- _PROBLEM DESCRIPTION_
Reproduce each of the rows below word for word, leaving out the pictures.

- _MATERIAL PROVIDED_
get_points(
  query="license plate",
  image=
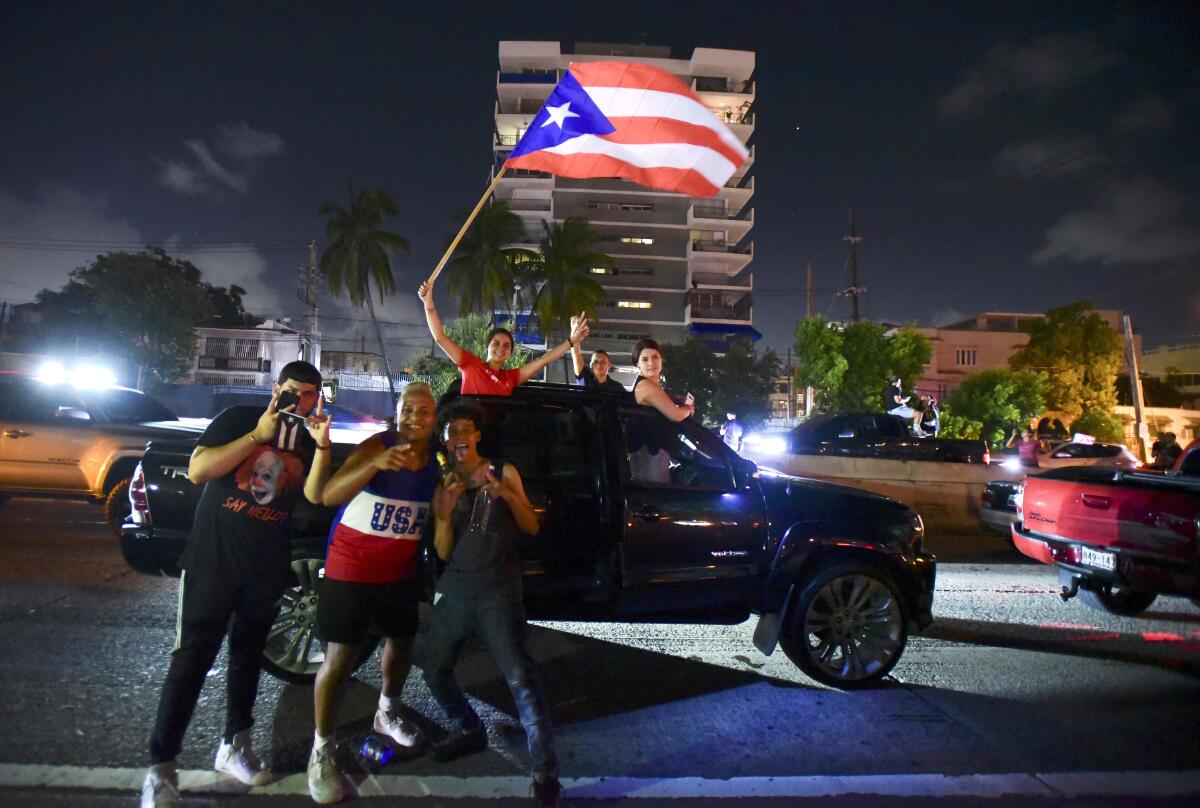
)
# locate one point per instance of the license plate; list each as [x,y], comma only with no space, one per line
[1097,558]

- _THE RESPONSE_
get_points(
  query="license plate",
  image=
)
# locate one point per instance of the license plate; list each as [x,y], comma only with no space, one per line
[1097,558]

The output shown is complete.